== Directions for this task ==
Find the line with "task: segment the <item>ceiling fan pull" in the entries below, then reproduce it and every line after it down to and including the line with "target: <item>console table</item>", exactly.

Saved entries
┄┄┄┄┄┄┄┄┄┄┄┄┄┄┄┄┄┄┄┄

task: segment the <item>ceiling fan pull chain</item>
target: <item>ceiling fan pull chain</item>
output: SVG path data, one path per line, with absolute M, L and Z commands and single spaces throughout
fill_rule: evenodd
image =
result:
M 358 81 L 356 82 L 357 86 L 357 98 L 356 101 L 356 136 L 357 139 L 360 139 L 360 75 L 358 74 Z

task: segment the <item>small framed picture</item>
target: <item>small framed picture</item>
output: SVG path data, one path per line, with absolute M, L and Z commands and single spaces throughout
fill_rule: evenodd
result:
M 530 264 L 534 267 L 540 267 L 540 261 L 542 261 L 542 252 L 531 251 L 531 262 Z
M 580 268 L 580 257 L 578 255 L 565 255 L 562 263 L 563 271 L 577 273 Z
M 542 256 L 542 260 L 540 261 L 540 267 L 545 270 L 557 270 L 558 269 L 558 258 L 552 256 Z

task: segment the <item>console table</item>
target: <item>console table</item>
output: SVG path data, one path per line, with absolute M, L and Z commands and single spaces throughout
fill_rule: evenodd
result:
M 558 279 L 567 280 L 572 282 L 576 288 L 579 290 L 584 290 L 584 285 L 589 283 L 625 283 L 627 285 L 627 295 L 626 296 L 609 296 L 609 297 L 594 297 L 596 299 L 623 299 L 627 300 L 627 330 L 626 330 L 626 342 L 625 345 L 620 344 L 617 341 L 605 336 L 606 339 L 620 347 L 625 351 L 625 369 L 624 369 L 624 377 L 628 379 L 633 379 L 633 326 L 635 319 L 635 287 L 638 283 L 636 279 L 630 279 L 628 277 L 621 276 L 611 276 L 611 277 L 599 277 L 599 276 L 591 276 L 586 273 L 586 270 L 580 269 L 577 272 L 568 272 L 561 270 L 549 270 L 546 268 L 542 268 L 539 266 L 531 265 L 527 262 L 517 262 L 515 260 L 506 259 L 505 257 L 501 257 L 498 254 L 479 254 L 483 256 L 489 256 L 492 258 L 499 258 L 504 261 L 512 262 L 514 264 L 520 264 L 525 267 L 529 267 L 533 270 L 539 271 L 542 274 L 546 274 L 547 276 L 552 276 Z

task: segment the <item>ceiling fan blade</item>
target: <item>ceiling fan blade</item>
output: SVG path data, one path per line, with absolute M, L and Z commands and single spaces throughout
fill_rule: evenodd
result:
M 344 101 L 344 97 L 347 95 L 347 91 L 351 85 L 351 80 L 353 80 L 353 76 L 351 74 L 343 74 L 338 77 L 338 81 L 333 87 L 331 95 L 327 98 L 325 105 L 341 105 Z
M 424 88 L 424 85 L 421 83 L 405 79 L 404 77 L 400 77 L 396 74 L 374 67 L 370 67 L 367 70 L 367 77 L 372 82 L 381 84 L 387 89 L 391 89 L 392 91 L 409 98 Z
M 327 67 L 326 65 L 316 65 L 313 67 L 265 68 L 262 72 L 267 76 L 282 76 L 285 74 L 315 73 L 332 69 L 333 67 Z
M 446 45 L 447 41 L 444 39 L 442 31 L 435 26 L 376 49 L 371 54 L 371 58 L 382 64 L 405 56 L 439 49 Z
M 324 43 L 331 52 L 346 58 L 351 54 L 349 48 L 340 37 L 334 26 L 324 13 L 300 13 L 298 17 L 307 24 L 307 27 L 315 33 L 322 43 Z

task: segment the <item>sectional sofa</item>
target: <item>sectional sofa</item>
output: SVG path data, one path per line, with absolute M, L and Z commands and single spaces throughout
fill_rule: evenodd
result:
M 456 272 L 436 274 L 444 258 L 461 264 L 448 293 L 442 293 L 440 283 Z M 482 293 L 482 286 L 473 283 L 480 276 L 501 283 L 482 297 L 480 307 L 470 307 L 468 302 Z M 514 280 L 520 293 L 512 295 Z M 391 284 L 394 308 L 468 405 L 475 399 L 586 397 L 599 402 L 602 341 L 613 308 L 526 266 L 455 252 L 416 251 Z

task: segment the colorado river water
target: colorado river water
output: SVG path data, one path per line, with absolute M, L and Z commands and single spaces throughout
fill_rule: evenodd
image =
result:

┄┄┄┄┄┄┄┄┄┄┄┄┄┄┄┄┄┄┄┄

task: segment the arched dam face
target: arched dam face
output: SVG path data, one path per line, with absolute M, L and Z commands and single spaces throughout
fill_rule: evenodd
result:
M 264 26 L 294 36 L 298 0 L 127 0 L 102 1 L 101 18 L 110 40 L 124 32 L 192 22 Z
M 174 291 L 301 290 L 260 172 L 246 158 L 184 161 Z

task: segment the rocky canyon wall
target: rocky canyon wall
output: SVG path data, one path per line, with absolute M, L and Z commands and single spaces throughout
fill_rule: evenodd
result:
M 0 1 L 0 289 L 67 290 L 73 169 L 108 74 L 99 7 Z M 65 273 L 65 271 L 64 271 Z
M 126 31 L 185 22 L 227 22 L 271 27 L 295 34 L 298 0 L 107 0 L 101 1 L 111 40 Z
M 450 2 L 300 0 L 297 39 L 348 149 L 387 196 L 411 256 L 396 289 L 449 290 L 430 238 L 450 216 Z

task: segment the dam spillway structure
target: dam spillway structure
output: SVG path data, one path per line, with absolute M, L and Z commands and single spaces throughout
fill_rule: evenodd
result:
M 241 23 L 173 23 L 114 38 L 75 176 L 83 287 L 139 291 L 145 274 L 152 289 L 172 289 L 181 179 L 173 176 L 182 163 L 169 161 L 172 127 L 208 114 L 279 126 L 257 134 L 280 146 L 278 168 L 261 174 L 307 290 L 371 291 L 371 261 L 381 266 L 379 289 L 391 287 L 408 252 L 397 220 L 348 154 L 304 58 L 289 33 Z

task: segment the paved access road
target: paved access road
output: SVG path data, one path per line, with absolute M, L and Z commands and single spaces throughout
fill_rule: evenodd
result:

┄┄┄┄┄┄┄┄┄┄┄┄┄┄┄┄┄┄┄┄

== Completed exercise ==
task: segment the <item>ceiling fan pull chain</item>
target: <item>ceiling fan pull chain</item>
output: SVG path data, one path per line, with absolute M, L and Z commands and single spaces throughout
fill_rule: evenodd
image =
result:
M 358 81 L 356 82 L 357 86 L 357 98 L 356 101 L 356 136 L 357 139 L 360 139 L 360 75 L 358 74 Z

task: segment the <item>small framed picture</item>
target: <item>small framed picture</item>
output: SVG path data, one path per line, with absolute M, L and Z commands and single spaces throughout
fill_rule: evenodd
result:
M 530 264 L 534 267 L 540 267 L 540 261 L 542 261 L 542 252 L 531 251 L 531 262 Z
M 580 268 L 580 257 L 578 255 L 565 255 L 562 263 L 563 271 L 577 273 Z
M 542 256 L 542 260 L 540 261 L 540 267 L 545 270 L 557 270 L 558 269 L 558 258 L 552 256 Z

task: segment the <item>console table</item>
target: <item>console table</item>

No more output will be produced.